DOCUMENT SEGMENT
France's World Cup odd couple: Pogba and Kante

AFP
One appears addicted to fame, the other shuns the limelight, but the chalk-and-cheese midfield partnership of Paul Pogba and N'Golo Kante is clicking for France at the World...
AFP
AFP

One appears addicted to fame, the other shuns the limelight, but the chalk-and-cheese midfield partnership of Paul Pogba and N'Golo Kante is clicking for France at the World Cup.

The Premier League stars are the engine room of a vibrant, young French team and despite contrasting personalities off the field, they are showing they understand each other well on the pitch.

Pogba, the Manchester United extrovert, and Kante, the Chelsea introvert, will provide the bedrock for Antoine Griezmann and Kylian Mbappe to maraud forward against Uruguay in their quarter-final in Nizhny Novgorod on Friday.

DO THIS
In the article on France's midfield pairing of Pogba and Kante, in which city will France play its quarter-final against Uruguay?

LISTED RECORDS

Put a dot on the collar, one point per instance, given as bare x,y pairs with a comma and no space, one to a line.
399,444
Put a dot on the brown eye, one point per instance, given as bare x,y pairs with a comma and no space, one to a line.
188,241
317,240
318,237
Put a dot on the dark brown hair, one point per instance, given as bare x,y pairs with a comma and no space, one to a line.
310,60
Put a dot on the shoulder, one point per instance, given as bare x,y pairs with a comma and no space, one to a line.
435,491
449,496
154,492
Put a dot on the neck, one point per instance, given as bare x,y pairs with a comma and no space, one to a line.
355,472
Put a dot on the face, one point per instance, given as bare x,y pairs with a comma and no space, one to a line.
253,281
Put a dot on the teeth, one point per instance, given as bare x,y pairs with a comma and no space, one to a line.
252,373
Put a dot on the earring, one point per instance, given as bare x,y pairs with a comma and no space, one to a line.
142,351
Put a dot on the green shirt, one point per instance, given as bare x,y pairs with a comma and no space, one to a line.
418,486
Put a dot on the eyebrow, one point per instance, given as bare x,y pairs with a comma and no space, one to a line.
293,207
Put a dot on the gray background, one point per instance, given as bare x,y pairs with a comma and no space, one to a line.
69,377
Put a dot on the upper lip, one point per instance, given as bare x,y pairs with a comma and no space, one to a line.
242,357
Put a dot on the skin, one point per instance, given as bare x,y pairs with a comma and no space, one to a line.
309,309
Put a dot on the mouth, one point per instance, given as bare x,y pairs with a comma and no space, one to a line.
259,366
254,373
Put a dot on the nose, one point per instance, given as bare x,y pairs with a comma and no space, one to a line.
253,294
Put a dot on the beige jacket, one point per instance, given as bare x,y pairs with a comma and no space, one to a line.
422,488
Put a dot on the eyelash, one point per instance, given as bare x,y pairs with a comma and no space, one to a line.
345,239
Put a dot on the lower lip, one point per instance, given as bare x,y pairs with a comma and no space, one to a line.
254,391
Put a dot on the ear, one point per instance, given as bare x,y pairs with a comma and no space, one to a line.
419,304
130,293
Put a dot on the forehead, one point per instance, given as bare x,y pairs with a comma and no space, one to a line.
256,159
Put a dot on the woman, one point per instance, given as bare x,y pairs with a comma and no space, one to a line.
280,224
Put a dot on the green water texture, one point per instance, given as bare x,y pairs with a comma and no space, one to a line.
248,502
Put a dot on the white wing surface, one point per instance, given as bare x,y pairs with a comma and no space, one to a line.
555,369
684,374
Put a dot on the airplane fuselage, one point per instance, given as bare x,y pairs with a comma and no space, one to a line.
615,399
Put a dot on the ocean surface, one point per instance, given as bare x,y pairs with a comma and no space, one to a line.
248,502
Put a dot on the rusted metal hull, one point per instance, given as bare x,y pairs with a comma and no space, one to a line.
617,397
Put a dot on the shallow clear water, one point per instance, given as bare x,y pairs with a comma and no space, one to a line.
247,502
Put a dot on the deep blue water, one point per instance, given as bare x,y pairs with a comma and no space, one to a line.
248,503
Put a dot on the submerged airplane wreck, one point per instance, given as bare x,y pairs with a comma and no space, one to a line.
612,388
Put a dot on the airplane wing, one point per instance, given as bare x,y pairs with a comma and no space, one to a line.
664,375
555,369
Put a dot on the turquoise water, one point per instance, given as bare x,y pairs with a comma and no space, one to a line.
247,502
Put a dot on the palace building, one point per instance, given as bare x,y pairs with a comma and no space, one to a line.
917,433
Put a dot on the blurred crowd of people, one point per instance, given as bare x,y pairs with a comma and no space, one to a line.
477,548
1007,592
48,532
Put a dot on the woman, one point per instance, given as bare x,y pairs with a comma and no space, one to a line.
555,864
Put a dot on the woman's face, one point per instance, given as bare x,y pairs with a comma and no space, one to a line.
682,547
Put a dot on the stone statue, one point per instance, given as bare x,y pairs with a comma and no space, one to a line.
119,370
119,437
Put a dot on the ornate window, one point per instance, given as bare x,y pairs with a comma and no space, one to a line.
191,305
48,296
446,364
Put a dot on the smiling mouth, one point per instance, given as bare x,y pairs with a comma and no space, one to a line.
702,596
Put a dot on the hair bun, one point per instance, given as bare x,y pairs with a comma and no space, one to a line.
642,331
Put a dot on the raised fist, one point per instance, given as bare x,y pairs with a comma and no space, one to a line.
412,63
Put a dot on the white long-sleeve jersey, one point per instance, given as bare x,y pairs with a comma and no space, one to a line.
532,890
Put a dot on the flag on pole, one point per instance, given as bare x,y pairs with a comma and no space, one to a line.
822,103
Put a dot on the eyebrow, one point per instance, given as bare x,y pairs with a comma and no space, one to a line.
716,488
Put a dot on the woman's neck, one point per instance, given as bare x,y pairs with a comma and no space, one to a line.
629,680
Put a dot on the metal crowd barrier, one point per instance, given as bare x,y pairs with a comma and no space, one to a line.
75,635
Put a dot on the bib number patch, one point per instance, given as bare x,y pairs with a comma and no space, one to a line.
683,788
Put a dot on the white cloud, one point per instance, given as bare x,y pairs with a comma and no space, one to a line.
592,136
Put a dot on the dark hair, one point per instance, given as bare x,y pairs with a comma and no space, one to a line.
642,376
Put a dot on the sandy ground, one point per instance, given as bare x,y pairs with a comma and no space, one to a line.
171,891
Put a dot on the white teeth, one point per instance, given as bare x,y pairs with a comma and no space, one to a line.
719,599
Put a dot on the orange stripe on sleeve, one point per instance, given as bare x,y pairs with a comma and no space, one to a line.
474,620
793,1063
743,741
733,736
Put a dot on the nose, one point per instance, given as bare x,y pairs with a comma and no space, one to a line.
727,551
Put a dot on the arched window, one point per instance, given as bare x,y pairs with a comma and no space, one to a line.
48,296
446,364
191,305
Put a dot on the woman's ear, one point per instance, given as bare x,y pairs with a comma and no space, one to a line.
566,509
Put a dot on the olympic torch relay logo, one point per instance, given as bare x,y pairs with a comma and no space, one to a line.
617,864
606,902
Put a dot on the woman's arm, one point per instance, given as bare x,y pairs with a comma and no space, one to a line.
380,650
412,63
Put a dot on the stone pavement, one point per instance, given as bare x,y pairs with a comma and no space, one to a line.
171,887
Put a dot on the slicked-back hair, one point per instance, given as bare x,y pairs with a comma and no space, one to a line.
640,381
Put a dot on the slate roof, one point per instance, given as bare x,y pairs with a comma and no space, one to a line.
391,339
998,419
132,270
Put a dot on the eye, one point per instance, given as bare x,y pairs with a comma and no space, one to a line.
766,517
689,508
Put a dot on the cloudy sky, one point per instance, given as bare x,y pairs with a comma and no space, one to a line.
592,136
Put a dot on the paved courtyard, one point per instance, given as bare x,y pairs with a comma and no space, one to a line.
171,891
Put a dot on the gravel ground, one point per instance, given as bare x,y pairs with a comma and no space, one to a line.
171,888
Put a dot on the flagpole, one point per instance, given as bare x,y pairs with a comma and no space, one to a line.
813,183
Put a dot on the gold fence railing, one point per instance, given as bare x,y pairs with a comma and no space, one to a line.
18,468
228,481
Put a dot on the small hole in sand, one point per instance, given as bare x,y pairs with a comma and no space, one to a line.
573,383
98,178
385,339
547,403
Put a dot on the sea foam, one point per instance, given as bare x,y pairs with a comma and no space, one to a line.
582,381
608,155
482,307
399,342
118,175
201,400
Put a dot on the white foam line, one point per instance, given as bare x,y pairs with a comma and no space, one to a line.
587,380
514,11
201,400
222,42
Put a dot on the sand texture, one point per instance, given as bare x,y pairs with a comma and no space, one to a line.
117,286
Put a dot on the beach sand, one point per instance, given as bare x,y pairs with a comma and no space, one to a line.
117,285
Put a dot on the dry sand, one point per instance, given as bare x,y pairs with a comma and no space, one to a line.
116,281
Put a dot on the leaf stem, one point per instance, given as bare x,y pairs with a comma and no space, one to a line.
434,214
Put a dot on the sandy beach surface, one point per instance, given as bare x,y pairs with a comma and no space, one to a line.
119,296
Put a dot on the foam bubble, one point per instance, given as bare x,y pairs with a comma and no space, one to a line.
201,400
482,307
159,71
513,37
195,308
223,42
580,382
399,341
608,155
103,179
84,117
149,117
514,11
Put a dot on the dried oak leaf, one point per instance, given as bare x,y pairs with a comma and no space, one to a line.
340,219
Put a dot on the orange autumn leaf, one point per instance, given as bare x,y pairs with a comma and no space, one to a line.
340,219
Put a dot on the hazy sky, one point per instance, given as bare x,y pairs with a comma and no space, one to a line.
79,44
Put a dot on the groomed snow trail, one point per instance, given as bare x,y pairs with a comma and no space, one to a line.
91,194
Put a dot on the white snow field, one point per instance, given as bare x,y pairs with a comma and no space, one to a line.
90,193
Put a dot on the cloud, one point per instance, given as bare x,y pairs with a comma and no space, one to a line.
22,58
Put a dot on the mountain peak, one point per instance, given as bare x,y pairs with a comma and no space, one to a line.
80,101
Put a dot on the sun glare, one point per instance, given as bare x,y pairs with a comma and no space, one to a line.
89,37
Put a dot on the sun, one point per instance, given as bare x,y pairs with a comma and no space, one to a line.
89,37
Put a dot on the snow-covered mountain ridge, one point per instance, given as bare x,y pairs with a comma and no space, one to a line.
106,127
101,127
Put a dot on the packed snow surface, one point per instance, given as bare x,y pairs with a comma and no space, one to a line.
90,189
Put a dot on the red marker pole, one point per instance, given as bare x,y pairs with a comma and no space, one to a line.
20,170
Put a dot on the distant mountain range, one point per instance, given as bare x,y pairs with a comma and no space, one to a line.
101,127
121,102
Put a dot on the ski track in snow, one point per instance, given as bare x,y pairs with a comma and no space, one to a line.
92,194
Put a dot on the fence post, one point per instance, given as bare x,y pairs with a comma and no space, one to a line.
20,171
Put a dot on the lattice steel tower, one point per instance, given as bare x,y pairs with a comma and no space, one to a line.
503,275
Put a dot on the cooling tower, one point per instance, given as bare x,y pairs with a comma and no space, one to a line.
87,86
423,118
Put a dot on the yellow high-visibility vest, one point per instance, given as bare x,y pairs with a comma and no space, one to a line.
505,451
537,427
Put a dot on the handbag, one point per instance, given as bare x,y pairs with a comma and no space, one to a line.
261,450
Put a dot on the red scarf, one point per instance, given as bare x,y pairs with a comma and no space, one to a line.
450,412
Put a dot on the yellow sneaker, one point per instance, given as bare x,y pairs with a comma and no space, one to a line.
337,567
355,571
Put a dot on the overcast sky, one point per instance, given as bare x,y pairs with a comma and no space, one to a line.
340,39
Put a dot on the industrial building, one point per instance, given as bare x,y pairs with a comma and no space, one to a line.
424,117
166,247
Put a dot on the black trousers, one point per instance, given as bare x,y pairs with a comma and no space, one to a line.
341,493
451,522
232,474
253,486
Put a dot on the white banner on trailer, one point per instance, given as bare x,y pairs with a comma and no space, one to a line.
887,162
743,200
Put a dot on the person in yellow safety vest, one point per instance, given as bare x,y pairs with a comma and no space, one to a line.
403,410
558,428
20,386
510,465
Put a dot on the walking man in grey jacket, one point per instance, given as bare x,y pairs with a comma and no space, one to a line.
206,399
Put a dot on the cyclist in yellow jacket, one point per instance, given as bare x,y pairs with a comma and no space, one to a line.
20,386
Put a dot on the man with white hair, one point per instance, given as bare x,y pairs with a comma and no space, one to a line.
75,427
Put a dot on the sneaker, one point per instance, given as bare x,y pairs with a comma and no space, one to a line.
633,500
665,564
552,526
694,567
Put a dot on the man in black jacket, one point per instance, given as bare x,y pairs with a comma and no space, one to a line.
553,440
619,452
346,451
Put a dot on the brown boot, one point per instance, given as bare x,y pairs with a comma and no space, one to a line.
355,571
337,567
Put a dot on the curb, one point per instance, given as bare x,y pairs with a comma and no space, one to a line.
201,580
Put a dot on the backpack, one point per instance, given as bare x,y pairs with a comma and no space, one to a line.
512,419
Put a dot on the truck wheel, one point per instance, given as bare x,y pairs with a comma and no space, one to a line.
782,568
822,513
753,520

SOLUTION FOR THIS EXERCISE
Nizhny Novgorod